AUSZUG:
################
Klinische Neurophysiologie 2013; 44 - P19
DOI: 10.1055/s-0033-1337160

Funktionelle Kartierung der primär-motorischen Repräsentation von Zunge, Hand und Fuß bei Patienten mit eloquent gelegenen, intracerebralen Tumoren – Vergleich von fMRT, nTMS und direkter Cortexstimulation

C Weiß 1, 2, C Nettekoven 2, V Neuschmelting 1, A Eisenbeis 1, KJ Langen 3, C Grefkes 2, 4, R Goldbrunner 1
  • 1Uniklinik Köln, Allgemeine Neurochirurgie, Köln, Deutschland
  • 2Max-Planck-Institut, für Neurologische Forschung, Köln, Deutschland
  • 3Forschungszentrum Jülich, Neurowissenschaften und Medizin, Jülich, Deutschland
  • 4Uniklinik Köln, Neurologie, Köln, Deutschland

Einleitung:

Funktionelle Magnetresonanztomografie (fMRT) und neuronavigierte, transkranielle Magnetstimulation (nTMS) sind die gängigsten Methoden zur non-invasiven Motorkortex(M1)-Kartierung. Beide Methoden liefern aber oft unterschiedliche Ergebnisse, insbesondere bei Untersuchung von Patienten. Direkte Vergleiche zwischen den Methoden sind wenig vorhanden. Um zu klären, welche Methode die M1-Repräsentation exakter widerspiegelt, haben wir Mappings der Hand-, Fuß und Zungenrepräsentation mittels fMRT und nTMS durchgeführt und mit dem „Goldstandard“ einer intraoperativen direkten Cortexstimulation (DCS) verglichen.
################
ÜBUNGSDATEN:
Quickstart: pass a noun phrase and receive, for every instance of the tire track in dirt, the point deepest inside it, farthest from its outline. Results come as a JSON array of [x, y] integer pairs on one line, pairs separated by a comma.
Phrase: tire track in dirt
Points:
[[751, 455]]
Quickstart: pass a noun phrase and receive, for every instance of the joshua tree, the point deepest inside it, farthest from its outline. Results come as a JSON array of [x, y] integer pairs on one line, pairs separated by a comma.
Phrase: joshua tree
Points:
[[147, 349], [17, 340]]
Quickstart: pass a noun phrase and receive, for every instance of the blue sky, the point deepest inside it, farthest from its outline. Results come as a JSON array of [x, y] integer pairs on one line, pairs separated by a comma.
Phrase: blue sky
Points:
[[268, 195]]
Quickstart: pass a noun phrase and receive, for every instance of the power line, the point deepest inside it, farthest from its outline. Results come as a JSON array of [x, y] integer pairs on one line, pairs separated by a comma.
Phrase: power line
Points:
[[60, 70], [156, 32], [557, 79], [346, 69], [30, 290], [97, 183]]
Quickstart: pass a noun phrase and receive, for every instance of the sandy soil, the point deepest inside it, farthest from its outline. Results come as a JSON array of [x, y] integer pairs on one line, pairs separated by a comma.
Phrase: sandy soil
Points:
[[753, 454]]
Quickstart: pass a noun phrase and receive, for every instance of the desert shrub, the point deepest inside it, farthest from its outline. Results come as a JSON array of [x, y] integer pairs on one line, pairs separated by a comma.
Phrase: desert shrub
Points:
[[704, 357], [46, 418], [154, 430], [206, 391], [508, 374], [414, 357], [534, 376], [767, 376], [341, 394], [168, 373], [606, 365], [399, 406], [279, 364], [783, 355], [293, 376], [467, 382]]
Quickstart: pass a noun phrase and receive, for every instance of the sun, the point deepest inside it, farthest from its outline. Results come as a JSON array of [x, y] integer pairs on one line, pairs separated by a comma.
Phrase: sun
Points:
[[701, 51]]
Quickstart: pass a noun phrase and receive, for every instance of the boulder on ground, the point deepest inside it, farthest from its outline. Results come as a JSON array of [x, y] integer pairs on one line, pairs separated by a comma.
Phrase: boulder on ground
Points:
################
ARBEITSANWEISUNGEN:
A. Nennen Sie alle Kartierungsmethoden, die der Auszug zur Motorkortex-Kartierung anführt, jeweils mit ausgeschriebenem Namen und Abkürzung.
B. Setzen Sie den Auszug über die Motorkortex-Kartierung nach seinem letzten Satz fort.

LÖSUNGEN:
A. Funktionelle Magnetresonanztomografie (fMRT), neuronavigierte, transkranielle Magnetstimulation (nTMS), intraoperative direkte Cortexstimulation (DCS)

B.
Material/Methode:

Es wurden 20 Patienten mit Hirntumoren und Gehirnmetastasen untersucht, die an das M1-Areal angrenzen. Durchgeführt wurden präoperativ jeweils eine strukturelle MRT, fMRT und nTMS. Die fMRT-Paradigmen adressierten die Funktion der in den nTMS-Untersuchungen abgeleiteten Muskeln: Daumenabspreizen – Abductor pollicis brevis (APB), Zehenkrallen – Plantaris (PM) und seitliche Zungenbewegung – vordere seitliche Zungenmuskeln (ZM). Intraoperativ erfolgte die Stimulation mittels monopolar direkter DCS (train of five). Wenn möglich, erfolgte eine post-hoc-Analyse zum Vergleich von DCS-, fMRT- und nTMS-Ergebnis im 3D-Raum, in welcher die Euklidischen Distanzen (ED) zwischen den lokalen Aktivierungsmaxima (LAM) im fMRT, Orten der maximalen MEP Amplitude im TMS (nTMS-hotspot) und bei der DCS (DCS-hotspot) berechnet wurden. Für grafische Analysen und Statistik wurden iplanNet (Brainlab), MRICron, FSL, Matlab, Excel und SPSS (PASW 18) verwendet. Mittelwertvergleiche wurden mittels Student's T-test durchgeführt.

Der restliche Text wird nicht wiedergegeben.